● **What to produce**
List every line in the items below that contains the word "Query", matching its capitalization exactly.

● **Dataset**
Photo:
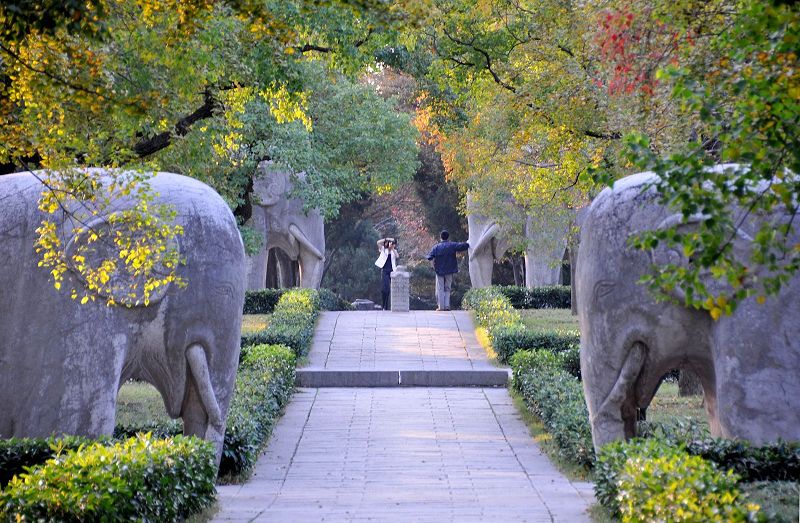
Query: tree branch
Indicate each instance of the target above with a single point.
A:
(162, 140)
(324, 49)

...

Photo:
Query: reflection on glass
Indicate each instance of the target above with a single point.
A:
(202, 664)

● **Exercise solution**
Query: tree branch
Query: reflection on glass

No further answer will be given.